---------- Kaynaktan Alıntı ----------

Emsal Mahkeme Kararı İstanbul 19. Asliye Ticaret Mahkemesi 2020/650 E. 2021/732 K. 11.10.2021 T.

Görüntülediğiniz mahkeme kararı henüz kesinleşmemiştir. Yararlı olması amacıyla eklenmiştir.

T.C.
İSTANBUL
19. ASLİYE TİCARET MAHKEMESİ

ESAS NO : 2020/664 Esas
KARAR NO : 2021/731
DAVA : İtirazın İptali (Bankacılık İşlemlerinden Kaynaklanan)
DAVA TARİHİ : 22/12/2020
KARAR TARİHİ : 11/10/2021

Mahkememizde görülmekte olan İtirazın İptali (Bankacılık İşlemlerinden Kaynaklanan) davasının yapılan açık yargılaması sonunda,
GEREĞİ DÜŞÜNÜLDÜ:
Davacı vekili vermiş olduğu dava dilekçesinde özetle; dava dışı asıl borçlu … San. Ve Dış Tic. Ltd. Şti.’nin müvekkili bankaya başvurusu üzerine müvekkili banka ile dava dışı asıl borçlu … San. Ve Dış Tic. Ltd. Şti. arasında ‘Genel Kredi Sözleşmesi’ ve ‘Bankacılık Hizmetleri Sözleşmesi’ akdedildiğini, söz konusu sözleşme gereğince de müvekkili banka tarafından dava dışı asıl borçluya Ticari Kredili Mevduat Hesabı açıldığını, davalı …’in de akdedilen sözleşmeleri müşterek borçlu ve müteselsil kefil sıfatı ile imzaladığını, yapılan tüm uyarılara rağmen borçluların, sözleşmelerden doğan borçlarını ödememeleri üzerine müvekkili banka tarafından borçlulara 29.11.2019 tarihli hesap kat ihtarnamesi keşide edildiğini, borçluların müvekkili bankaya olan borcunun varlığı, borçlulara keşide edilen fakat borçlular tarafından hiçbir şekilde itiraz edilmeyerek kesinleşen hesap kat ihtarnamesi ile sabit olduğunu, davalının icra takibini sürüncemede bırakmak amacıyla itiraz ettiğini, borçluların kendilerine keşide edilen hesap kat ihtarnamesine rağmen, sözleşmeden kaynaklanan borçlarını ödememeleri üzerine; …. İcra Müdürlüğü’nün 2019/… E. sayılı dosyası ile genel haciz yolu ile ilamsız icra takibi başlatıldığını ancak davalının, haksız ve mesnetsiz olarak; borca, işlemiş faize, faiz oranına ve tüm ferilerine itiraz ederek icra takibini durdurduğunu, söz konusu itirazın, takibi sürüncemede bırakmak ve müvekkili bankanın haklı alacağına kavuşmasını engellemek amacı ile yapılmış olup haksız ve kötü niyetli olduğunu, söz konusu borçla ilgili olarak taraflarınca arabulucuğa başvurulmuş olduğunu, davalının kötü niyetli olarak borçlarını ödememesi sebebiyle anlaşmaya varılamadığını, bu hususun delil listesi ekinde ibraz ettikleri 03.12.2020 tarihli “Hukuk Uyuşmazlıklarında Dava Şartı Arabuluculuk Son Tutanağı” ile de sabit olduğunu, davalının, sözleşmeden kaynaklanan borcunu ödemeyerek, müvekkil banka ile imzalamış oldukları sözleşmeyi ihlal ettiğini, davalı aleyhine icra inkâr tazminatına hükmedilmesi gerektiğini, davalının haksız, mesnetsiz ve kötü niyetli itirazı üzerine müvekkili bankanın haklı alacağına kavuşmasının sürüncemede kaldığını, bu sebeple; davalının alacağın %20’sinden az olmamak üzere icra inkâr tazminatına mahkûm edilmesini, tüm bu sebeplerle; davalının haksız ve mesnetsiz itirazının iptali ve takibin devamına karar verilmesini talep ve dava etmiştir.

---------- Çıkarılan Veriler ----------

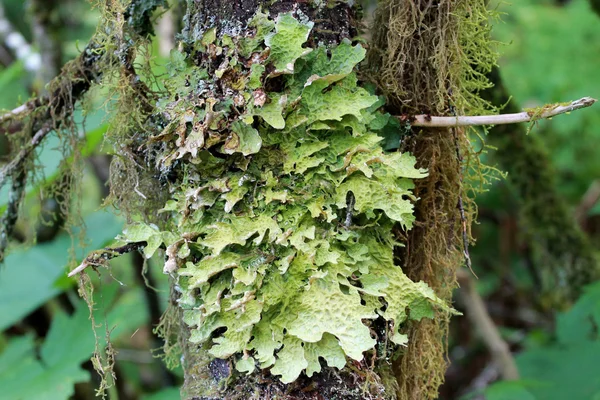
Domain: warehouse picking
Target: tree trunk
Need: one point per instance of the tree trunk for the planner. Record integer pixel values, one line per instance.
(210, 378)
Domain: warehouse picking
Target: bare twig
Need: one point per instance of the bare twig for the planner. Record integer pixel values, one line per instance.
(589, 200)
(481, 320)
(100, 257)
(21, 110)
(525, 116)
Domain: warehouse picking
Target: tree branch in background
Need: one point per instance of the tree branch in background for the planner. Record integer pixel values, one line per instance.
(589, 200)
(547, 111)
(16, 43)
(561, 253)
(100, 257)
(45, 29)
(488, 332)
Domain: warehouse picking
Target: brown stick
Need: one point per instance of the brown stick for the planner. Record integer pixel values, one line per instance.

----------

• Yönergeler:
1/ Mahkeme kararında "Görüntülediğiniz mahkeme kararı" ifadesinden "DAVA : İtirazın İptali (Bankacılık İşlemlerinden Kaynaklanan)" ifadesine kadar uzanan bölümü hiçbir değişiklik yapmadan yeniden yazın.
2/ Mahkeme kararına göre davacı banka, borçlulara hangi tarihli hesap kat ihtarnamesi keşide etmiştir?

• Çözümler:
1/
Görüntülediğiniz mahkeme kararı henüz kesinleşmemiştir. Yararlı olması amacıyla eklenmiştir.

T.C.
İSTANBUL
19. ASLİYE TİCARET MAHKEMESİ

ESAS NO : 2020/664 Esas
KARAR NO : 2021/731
DAVA : İtirazın İptali (Bankacılık İşlemlerinden Kaynaklanan)

2/ Davacı banka, borçlulara 29.11.2019 tarihli hesap kat ihtarnamesi keşide etmiştir.